(begin)

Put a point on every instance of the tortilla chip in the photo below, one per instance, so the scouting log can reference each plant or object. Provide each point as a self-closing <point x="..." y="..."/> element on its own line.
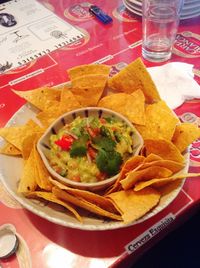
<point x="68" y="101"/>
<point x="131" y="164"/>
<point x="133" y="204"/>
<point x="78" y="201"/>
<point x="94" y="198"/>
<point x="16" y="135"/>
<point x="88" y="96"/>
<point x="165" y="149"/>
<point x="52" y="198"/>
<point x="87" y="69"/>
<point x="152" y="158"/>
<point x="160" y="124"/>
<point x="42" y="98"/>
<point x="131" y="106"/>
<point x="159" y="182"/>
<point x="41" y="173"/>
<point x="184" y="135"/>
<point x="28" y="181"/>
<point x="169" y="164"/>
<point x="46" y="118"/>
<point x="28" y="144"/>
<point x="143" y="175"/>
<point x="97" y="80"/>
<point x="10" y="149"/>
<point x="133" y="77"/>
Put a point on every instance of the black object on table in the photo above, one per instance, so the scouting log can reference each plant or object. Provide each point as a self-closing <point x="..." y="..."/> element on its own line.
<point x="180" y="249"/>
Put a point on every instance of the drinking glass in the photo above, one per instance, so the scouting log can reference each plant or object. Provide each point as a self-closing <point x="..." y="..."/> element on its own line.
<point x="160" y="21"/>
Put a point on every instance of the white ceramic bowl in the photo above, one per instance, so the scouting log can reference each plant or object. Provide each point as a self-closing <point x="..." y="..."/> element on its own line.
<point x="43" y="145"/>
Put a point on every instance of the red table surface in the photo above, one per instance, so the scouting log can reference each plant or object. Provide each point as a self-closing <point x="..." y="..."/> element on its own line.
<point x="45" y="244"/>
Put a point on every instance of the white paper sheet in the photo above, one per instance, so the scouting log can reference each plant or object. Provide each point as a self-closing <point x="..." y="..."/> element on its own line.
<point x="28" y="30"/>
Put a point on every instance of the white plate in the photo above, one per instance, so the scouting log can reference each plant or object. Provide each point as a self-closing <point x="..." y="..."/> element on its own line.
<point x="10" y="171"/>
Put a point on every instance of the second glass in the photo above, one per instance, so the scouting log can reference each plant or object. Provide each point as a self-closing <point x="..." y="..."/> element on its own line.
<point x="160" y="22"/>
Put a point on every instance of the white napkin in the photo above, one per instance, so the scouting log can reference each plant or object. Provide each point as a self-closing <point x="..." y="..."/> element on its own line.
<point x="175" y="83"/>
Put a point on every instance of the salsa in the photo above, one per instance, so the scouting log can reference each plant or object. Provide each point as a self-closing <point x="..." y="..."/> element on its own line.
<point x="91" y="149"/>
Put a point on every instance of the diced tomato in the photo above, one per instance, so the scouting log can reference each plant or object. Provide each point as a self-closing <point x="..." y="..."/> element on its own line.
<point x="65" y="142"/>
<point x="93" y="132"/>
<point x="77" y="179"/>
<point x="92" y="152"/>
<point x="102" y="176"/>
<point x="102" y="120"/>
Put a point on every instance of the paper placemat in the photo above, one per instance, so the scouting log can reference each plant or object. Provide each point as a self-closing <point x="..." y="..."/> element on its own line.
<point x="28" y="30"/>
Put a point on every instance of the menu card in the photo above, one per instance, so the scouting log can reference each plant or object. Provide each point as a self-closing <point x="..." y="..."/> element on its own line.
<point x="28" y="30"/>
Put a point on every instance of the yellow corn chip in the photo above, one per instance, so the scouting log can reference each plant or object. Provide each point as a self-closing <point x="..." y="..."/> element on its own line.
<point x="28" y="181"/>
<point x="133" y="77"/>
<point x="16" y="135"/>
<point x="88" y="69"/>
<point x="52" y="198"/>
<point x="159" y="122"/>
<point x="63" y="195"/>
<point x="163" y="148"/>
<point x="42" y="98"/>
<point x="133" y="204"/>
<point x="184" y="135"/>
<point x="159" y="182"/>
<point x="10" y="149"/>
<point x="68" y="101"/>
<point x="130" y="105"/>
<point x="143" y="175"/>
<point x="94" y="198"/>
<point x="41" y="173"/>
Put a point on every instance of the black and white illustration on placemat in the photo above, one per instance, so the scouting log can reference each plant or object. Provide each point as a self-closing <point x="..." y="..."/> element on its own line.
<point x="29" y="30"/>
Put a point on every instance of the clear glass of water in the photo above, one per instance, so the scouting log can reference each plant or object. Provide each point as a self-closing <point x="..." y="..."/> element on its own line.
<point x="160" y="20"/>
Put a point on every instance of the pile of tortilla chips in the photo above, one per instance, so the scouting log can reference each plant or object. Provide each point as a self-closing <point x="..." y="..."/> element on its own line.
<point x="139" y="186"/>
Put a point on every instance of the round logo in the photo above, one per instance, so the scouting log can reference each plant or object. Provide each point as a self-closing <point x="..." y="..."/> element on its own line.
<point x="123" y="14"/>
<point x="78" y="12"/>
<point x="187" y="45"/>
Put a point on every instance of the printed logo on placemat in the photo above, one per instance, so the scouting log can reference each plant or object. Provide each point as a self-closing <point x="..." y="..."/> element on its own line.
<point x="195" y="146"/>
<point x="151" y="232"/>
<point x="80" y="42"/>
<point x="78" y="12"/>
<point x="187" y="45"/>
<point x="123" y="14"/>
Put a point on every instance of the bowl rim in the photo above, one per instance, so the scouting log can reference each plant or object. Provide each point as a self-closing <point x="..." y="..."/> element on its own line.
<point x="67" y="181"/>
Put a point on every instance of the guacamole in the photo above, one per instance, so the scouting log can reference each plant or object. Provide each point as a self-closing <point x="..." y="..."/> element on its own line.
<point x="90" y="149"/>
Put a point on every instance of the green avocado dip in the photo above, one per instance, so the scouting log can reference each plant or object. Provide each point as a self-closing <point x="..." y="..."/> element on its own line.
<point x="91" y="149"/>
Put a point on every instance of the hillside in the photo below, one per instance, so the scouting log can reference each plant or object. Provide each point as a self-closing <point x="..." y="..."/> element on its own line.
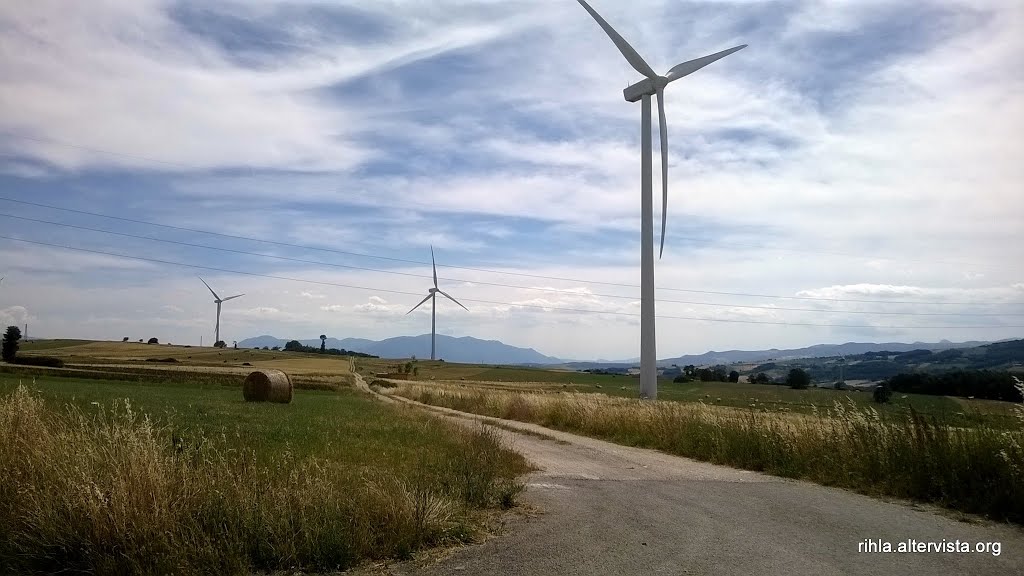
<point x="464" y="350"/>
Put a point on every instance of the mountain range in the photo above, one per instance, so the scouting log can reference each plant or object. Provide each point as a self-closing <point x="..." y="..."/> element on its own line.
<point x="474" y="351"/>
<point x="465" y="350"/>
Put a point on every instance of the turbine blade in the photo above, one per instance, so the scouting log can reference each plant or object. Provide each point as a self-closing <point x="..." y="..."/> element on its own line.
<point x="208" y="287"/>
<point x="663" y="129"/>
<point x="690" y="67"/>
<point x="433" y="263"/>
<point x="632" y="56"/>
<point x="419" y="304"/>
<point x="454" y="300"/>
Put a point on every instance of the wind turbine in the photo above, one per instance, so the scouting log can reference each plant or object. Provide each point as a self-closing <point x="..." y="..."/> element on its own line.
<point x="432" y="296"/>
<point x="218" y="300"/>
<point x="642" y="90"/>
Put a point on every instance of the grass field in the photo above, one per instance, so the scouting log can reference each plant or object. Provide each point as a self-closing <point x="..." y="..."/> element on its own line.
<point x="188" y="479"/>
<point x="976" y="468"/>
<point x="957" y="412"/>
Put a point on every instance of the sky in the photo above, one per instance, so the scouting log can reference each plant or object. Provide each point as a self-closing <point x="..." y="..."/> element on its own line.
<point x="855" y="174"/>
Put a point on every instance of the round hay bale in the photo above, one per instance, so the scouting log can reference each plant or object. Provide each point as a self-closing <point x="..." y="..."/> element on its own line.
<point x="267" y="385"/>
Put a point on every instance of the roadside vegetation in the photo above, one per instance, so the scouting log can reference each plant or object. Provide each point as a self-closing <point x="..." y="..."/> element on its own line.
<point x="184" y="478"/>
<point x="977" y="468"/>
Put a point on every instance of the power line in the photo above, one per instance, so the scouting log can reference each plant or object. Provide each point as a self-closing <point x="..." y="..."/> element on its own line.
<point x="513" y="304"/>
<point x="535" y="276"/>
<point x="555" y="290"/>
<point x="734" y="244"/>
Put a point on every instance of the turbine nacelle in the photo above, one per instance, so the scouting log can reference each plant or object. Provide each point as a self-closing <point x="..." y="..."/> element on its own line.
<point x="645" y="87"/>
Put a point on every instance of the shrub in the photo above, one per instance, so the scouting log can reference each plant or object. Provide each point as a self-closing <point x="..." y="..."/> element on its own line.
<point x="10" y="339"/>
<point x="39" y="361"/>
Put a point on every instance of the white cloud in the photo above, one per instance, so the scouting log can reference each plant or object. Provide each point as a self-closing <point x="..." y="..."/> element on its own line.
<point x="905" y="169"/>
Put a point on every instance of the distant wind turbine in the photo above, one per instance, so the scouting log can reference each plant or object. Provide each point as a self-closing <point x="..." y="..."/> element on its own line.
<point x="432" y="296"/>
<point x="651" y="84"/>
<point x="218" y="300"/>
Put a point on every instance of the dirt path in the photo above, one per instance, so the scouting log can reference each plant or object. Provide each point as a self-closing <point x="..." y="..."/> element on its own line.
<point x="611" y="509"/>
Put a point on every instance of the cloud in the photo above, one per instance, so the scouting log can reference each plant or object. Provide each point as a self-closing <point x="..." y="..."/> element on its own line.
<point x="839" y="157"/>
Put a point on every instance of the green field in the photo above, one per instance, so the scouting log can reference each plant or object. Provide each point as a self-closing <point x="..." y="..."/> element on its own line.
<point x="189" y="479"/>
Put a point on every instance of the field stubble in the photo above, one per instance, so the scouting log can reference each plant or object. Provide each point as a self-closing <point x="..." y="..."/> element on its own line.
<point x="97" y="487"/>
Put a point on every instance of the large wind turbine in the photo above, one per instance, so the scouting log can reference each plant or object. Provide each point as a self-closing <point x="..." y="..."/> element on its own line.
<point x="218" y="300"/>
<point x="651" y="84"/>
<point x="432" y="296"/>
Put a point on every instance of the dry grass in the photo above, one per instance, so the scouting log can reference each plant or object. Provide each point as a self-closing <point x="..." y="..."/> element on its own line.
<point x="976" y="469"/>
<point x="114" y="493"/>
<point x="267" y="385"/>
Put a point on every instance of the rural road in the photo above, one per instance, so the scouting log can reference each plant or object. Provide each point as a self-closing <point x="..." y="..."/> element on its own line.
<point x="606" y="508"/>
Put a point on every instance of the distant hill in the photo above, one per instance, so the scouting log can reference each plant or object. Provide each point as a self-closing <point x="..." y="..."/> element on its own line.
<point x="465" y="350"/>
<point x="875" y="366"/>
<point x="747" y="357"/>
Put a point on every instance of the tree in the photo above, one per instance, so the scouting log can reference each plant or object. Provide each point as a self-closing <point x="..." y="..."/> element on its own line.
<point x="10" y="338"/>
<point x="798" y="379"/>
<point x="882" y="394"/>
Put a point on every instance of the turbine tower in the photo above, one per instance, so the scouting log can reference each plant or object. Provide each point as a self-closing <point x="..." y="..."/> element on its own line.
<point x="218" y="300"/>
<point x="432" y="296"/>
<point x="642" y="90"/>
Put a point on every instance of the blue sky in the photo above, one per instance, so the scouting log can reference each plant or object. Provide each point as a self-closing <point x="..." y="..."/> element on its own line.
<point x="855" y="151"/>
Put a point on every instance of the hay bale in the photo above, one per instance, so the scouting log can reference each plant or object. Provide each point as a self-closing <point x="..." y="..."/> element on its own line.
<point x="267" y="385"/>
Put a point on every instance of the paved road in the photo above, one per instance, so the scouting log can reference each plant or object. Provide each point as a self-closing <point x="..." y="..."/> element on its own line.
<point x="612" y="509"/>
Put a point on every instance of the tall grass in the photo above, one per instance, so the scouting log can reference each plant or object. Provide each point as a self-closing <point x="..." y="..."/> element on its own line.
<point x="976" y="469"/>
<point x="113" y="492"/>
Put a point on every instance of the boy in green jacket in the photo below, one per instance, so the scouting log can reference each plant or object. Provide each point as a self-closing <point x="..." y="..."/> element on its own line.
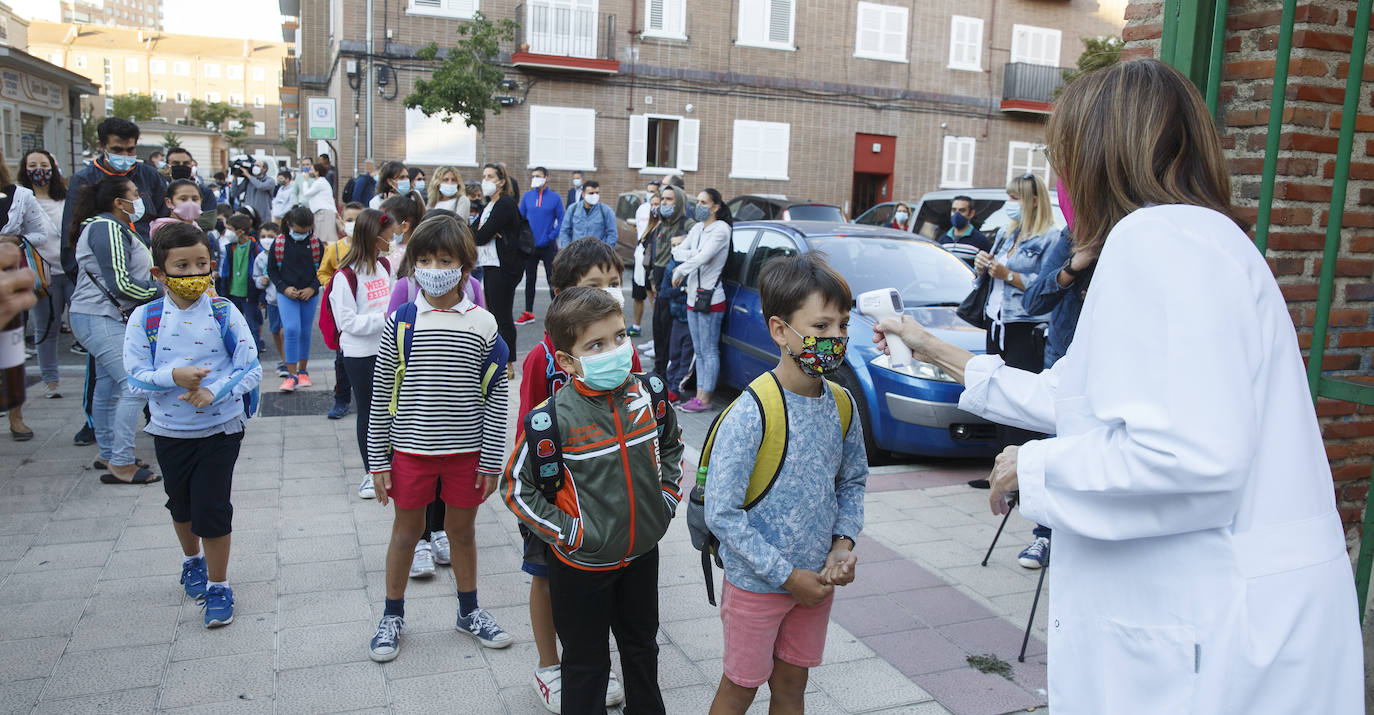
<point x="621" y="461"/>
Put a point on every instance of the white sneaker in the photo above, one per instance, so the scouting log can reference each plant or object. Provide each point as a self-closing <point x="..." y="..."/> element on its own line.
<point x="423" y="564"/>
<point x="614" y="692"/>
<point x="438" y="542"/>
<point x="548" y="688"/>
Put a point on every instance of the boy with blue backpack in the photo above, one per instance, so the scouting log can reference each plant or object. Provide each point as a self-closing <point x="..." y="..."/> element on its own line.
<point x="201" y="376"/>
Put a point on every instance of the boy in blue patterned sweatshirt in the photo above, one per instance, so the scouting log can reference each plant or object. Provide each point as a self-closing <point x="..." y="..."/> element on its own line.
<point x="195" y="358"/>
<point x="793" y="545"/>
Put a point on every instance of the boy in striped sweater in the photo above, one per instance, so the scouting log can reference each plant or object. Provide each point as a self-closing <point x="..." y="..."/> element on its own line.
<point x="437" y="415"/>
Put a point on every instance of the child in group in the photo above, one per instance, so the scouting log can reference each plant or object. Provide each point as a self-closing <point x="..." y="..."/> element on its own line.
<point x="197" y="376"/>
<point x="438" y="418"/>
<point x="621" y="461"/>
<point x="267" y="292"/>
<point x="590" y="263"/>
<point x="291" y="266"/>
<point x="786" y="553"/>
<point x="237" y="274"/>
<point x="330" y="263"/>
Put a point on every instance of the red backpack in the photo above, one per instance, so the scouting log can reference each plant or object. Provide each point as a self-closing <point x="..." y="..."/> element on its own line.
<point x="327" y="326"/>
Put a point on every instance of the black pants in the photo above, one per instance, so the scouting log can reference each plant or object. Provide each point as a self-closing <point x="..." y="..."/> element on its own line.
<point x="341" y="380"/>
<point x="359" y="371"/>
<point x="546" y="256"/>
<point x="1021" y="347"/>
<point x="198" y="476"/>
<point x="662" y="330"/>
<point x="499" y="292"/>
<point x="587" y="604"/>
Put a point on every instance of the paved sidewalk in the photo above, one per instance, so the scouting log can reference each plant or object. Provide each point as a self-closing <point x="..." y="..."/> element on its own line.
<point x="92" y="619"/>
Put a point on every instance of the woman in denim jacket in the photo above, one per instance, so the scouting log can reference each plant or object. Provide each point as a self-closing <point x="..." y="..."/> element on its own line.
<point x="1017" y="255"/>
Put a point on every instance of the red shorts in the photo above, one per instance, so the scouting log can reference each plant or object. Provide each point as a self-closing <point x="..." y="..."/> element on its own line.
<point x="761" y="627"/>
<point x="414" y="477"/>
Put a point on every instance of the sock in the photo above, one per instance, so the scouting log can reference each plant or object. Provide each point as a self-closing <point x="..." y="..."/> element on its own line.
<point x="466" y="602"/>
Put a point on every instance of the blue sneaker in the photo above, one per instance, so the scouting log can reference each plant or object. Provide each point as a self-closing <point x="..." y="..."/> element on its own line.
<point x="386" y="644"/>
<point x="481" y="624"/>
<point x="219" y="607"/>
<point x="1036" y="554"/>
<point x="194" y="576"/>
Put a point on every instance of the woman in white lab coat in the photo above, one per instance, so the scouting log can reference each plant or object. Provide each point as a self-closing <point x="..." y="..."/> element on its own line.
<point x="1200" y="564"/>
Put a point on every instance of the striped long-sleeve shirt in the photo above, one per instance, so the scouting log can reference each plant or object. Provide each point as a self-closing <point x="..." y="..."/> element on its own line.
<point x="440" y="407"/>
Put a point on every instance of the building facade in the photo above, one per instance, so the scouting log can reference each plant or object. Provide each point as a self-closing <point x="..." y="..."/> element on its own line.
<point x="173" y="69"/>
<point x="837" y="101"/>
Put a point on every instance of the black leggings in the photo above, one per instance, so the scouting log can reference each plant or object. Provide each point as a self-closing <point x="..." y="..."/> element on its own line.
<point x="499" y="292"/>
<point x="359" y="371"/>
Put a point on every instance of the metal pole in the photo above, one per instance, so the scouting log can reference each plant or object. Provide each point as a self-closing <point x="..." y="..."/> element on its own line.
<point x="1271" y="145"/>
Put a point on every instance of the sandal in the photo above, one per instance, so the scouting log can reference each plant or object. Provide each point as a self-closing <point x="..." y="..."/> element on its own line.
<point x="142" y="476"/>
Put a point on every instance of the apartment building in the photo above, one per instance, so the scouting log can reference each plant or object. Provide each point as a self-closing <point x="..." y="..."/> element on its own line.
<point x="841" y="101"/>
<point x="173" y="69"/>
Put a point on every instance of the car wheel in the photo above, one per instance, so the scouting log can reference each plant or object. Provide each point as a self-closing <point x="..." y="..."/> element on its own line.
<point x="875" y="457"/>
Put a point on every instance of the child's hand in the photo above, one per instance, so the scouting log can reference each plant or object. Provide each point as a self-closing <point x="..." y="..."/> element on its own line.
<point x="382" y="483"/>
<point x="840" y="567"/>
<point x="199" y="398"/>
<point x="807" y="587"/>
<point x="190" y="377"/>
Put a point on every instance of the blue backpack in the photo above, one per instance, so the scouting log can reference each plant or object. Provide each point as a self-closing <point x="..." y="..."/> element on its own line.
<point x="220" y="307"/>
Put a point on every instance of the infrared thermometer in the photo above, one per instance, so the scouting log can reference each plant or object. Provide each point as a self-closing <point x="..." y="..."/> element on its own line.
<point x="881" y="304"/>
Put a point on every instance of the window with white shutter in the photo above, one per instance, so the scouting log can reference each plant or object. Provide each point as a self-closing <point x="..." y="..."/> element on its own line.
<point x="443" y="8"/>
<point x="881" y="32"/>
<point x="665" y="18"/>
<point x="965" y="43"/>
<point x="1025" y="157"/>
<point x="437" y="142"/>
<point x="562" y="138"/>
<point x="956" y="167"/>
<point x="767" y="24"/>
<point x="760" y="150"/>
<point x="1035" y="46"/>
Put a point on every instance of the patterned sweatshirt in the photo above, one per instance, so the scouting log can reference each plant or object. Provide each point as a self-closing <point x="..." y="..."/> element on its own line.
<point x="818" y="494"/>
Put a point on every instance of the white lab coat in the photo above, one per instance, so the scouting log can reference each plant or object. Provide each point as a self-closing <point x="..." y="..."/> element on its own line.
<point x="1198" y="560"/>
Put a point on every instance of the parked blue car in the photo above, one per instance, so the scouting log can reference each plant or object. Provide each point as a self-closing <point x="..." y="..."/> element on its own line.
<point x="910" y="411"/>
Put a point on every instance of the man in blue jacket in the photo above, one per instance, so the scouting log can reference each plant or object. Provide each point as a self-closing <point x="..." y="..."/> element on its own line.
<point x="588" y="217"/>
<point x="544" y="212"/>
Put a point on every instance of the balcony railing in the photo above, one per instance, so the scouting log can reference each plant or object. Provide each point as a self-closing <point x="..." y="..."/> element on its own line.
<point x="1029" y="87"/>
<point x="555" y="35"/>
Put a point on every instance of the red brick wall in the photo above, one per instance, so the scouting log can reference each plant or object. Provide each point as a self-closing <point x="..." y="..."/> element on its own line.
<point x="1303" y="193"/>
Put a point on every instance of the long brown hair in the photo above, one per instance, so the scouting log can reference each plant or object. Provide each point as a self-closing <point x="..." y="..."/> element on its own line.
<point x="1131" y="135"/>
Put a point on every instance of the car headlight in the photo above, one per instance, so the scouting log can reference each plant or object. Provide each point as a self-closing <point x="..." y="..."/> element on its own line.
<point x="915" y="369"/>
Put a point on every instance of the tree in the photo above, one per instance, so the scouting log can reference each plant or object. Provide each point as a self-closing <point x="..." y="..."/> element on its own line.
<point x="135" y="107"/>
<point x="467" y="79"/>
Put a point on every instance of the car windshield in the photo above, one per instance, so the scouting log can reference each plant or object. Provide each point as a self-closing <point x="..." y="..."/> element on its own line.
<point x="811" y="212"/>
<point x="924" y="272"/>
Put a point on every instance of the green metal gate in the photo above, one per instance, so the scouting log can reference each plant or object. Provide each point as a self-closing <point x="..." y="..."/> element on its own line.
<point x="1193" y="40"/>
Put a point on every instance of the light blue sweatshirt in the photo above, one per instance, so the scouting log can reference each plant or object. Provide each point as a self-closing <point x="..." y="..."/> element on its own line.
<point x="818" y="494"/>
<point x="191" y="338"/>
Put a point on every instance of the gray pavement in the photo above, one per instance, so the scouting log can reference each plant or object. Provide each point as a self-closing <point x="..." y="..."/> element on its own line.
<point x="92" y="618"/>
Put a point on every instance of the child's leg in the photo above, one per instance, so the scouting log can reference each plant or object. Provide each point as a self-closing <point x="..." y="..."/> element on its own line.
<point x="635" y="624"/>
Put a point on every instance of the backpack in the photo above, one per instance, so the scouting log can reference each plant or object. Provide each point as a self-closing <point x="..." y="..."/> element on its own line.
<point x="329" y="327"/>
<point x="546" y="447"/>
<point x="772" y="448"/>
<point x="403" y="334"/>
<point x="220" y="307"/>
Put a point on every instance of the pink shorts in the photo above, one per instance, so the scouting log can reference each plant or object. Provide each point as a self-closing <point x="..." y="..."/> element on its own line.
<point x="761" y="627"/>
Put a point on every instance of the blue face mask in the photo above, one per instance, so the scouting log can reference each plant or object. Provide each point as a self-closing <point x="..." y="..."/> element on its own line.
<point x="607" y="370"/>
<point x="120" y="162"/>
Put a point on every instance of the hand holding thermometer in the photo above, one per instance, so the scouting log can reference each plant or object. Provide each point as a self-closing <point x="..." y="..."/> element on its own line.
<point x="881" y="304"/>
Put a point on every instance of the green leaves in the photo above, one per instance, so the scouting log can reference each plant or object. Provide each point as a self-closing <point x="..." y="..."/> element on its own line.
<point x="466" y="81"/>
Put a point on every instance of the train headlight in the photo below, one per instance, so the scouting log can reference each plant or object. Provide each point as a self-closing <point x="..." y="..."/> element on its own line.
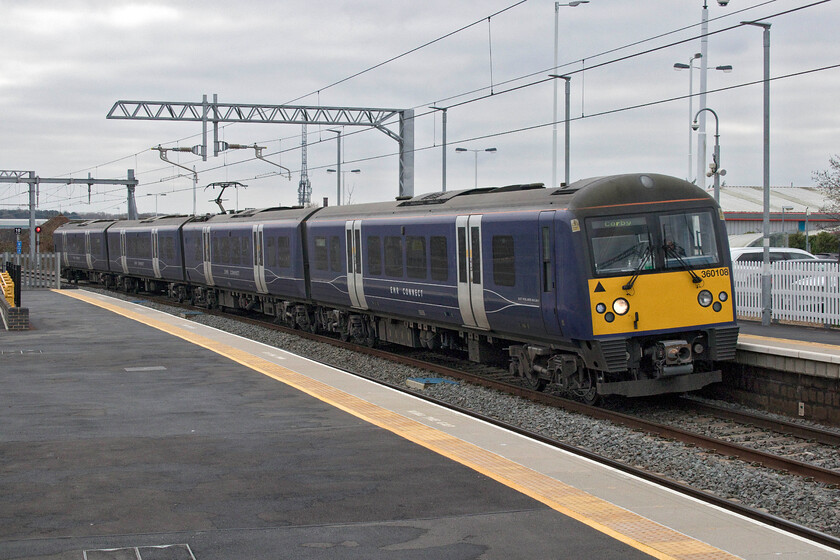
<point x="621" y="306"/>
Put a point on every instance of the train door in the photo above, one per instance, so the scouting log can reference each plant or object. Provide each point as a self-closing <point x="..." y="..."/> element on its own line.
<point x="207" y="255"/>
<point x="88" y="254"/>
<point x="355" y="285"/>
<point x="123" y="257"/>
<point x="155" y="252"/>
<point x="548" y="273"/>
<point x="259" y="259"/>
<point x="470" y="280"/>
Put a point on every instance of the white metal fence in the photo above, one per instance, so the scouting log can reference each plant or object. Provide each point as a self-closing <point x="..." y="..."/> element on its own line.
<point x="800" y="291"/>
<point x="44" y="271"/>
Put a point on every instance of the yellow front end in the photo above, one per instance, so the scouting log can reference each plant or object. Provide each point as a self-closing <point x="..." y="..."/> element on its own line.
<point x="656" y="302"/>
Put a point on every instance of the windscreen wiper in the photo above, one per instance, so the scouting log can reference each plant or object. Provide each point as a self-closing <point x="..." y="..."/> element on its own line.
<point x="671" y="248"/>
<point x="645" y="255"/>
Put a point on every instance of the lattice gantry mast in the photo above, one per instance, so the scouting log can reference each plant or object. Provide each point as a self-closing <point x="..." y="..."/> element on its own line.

(end)

• **Given exercise**:
Take the line with "Put a point on every instance of the white metal" and all lines after it to the last line, and reproduce them exactly.

• **Reply to the exercise**:
Put a point on every instance of the white metal fence in the photo above, one per instance, so the scouting log can reference each plant or object. Provide each point as a self-closing <point x="..." y="..."/> element on its own line.
<point x="800" y="291"/>
<point x="44" y="271"/>
Put a point on every instance of the yellow front end in the photo above, one per instance, so the scouting log can reference each plant or object. Provide each point as a self-closing <point x="..." y="..."/> element on its own line.
<point x="656" y="302"/>
Put a point on every instance of the windscreen wiper in the photo above, one per instance, so the scouting log can reference each plant or object. Provide each point as a self-closing <point x="..." y="..."/> element on its own line.
<point x="671" y="248"/>
<point x="645" y="255"/>
Put a point on every instance of the lattice gantry mast in the photo above, one per instance, so the scouting log can reference each plant or object. Provide each point as a self-closing <point x="..." y="..."/> element on its own line.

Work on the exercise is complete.